• Required tasks
**a.** In the password hashing discussion, at what length does the hash function currently truncate passwords?
**b.** Translate this sentence from the password hashing discussion into Spanish: "The most recent version of the ASP.net Membership provider offers this hashing algorithm as a built in option."

• Source text
· · · · ·
You can also use the password_needs_rehash(...) function once you verify to see if you should rehash the password to bring it up to the new level.
In general, using the defaults (mcrypt_create_iv() using dev/urandom for the salt and bcrypt with a work factor of 10 are specified with PASSWORD_DEFAULT in the curreent implementation) along with password_needs_rehash() will keep you up to date with no "retouch" necessary. When the default changes, password_needs_rehash() returns true, and you then rehash with the new defaults. All you need to do is make the db column wider than necessary for the current defaults to put maintenance off into the future. (The only real problem is that the hash function truncates passwords at 72 characters at the moment, which will force you to pre-hash the user value with something like SHA256 for very long passphrases.)
I don't think it's bcrypt that does it. It's the underlying implementation of bcrypt chooses to do it for the users. Or does the actual bcrypt standard says implementation has to generate one for user?
It seems that bcrypt does not specify that salts are randomly generated, but it does specify that the salt is stored with the hash. The “Bcrypt Algorithm” section of the paper at https://www.usenix.org/legacy/publications/library/proceedin... shows salts to be an input to the algorithm, and also describes them being concatenated with the hash. Random generation of the salt must be just a de-facto standard for bcrypt APIs. It’s true that that feature is orthogonal to the hashing function, and so libraries for other hashing algorithms could easily copy it.
I think the part concat with salt is required. But generating it FOR the user is orthogonal to the hashing function. But I will be surprise if the paper actually says it is required to generate one - because that shows the cleverness of the inventors, but also a potential weakness (implementation may be using weak random source, though counter-argument is that user supplied salt can be weak too).
Agree - same applies for the other languages at the bottom of the page. He should remove those code samples and just link to the bcrypt function/library for each language.
Disagree. Windows .net devs shouldn't use Bcrypt. The .net bcrypt port hasn't been verified for .net, so they should be using pbkdf2 instead, as per the article.
The most recent version of the ASP.net Membership provider offers this hashing algorithm as a built in option.
Question: Is there any reason to prefer bcrypt over pbkdf2, or vice versa?
I can see that scrypt has an obvious advantage over both, since it is memory-intensive unlike the others. But when comparing bcrypt with pbkdf2, I can't seem to find any reason to prefer one over the other.
bcrypt is everyone's darling at the moment, but why so little love for pbkdf2? PHP 5.5, for example, bundles a very convenient password_hash() function that defaults to bcrypt, whereas hash_pbkdf2(), which is also new to PHP 5.5, won't even generate a salt for you.
Is pbkdf2 broken in some way, or do people simply not trust it because it's just a bunch of iterations of sha256?
On the other hand, has anyone discovered a weakness in bcrypt and/or the underlying blowfish algorithm?
On my computer, pbkdf2 with 20,000 rounds of sha256 takes about as much time as bcrypt with a cost factor of 10.
That PBKDF2 has been more extensively studied, but it has lower memory requirements. So the chances of a surprising vulnerability being found in bcrypt are higher, but failing that, it is the better option.
· · · · ·
[Excerpts from point annotation data]
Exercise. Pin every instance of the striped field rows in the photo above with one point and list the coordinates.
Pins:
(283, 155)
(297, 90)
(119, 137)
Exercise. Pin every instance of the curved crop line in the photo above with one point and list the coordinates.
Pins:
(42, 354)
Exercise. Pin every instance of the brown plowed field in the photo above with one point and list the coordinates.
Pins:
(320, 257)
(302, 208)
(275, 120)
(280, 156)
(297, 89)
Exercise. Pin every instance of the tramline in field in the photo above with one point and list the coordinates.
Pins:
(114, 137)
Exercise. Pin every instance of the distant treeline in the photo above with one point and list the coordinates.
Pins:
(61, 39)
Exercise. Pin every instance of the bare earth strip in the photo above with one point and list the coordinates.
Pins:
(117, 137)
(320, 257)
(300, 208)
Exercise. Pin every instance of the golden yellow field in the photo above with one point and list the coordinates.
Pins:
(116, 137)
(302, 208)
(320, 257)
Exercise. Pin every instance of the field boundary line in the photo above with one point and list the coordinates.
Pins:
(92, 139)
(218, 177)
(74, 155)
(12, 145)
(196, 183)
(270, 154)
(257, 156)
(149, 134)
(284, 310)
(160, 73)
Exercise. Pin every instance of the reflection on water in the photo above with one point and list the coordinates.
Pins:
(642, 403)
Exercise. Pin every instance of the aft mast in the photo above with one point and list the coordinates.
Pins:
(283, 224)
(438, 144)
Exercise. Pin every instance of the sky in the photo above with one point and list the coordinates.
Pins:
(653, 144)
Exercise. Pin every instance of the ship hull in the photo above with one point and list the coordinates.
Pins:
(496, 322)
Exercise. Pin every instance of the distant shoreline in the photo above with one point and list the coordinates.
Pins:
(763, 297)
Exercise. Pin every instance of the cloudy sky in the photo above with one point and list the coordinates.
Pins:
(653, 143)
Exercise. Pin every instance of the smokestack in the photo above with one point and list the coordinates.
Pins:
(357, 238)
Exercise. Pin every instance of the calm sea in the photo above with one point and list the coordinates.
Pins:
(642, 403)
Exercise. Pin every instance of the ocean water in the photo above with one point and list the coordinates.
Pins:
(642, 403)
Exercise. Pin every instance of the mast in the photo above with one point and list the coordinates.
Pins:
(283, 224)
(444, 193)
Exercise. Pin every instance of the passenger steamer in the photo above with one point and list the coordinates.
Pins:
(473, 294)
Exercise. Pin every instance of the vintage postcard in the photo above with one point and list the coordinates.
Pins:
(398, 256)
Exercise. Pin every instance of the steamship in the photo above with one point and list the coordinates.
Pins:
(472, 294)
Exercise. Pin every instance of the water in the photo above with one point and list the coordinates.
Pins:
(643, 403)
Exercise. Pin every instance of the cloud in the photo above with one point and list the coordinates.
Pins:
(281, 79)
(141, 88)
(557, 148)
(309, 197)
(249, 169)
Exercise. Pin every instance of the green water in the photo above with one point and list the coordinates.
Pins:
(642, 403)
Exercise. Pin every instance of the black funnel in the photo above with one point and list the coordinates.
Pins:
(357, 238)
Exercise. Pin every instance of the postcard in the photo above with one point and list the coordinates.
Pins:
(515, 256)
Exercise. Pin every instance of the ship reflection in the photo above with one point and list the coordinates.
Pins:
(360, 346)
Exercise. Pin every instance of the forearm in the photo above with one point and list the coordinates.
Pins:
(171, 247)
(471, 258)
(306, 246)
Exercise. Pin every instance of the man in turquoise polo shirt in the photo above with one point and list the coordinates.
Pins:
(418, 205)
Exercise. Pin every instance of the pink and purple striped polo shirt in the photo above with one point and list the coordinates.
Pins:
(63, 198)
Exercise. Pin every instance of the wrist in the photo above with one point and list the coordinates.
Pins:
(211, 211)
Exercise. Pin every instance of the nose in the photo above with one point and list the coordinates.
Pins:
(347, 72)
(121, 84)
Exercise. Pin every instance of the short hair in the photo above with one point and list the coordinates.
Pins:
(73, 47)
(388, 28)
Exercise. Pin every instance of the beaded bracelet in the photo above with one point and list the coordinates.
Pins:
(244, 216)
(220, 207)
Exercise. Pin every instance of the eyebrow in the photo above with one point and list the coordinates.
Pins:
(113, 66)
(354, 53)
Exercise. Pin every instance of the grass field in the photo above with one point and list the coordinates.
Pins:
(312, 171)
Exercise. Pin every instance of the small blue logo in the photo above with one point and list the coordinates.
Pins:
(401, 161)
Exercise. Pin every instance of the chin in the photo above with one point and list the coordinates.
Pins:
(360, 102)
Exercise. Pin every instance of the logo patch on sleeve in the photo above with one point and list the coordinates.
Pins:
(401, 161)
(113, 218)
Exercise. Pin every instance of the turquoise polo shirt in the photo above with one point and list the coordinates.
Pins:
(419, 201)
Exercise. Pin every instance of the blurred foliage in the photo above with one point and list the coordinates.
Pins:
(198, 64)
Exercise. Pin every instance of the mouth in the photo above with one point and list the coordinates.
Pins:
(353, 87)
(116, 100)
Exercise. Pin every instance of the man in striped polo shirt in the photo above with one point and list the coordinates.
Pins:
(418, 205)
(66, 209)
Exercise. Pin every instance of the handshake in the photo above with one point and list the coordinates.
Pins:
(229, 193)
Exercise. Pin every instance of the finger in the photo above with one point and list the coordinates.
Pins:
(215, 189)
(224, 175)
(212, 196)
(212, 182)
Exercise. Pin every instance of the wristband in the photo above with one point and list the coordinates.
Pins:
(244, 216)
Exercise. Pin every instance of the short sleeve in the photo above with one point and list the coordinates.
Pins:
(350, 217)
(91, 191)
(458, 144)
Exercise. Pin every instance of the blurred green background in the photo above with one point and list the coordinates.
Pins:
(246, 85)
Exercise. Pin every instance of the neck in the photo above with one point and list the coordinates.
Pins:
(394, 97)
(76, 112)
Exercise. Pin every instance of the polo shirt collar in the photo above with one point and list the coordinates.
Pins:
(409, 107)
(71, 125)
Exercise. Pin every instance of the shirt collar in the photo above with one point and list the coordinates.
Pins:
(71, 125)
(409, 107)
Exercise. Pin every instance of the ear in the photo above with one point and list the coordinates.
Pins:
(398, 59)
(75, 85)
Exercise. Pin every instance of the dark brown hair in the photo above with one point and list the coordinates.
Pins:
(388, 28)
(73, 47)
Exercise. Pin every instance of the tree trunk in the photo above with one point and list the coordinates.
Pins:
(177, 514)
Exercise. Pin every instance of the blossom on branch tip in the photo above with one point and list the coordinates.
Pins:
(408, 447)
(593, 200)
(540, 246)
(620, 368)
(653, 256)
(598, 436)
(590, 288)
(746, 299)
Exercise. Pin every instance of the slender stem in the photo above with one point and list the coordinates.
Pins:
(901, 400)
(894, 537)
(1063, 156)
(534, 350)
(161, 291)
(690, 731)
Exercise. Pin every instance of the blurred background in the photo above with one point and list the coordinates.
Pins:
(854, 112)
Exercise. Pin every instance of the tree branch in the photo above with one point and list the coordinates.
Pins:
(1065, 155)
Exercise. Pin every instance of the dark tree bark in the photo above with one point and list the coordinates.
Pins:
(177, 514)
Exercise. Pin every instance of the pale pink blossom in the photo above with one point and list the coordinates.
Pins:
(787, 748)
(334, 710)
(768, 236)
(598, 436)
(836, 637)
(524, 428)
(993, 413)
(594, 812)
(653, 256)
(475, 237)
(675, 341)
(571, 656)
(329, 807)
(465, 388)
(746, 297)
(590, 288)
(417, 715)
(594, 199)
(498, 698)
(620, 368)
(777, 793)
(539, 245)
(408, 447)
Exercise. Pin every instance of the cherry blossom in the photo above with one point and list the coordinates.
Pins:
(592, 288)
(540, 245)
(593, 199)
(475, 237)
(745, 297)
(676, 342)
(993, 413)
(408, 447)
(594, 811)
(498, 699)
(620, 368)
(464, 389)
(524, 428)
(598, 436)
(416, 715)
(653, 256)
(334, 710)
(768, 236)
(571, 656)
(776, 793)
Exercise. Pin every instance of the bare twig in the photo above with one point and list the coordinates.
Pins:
· · · · ·
• The results
**a.** 72 characters

**b.** La versión más reciente del proveedor de Membership de ASP.net ofrece este algoritmo de hash como una opción integrada.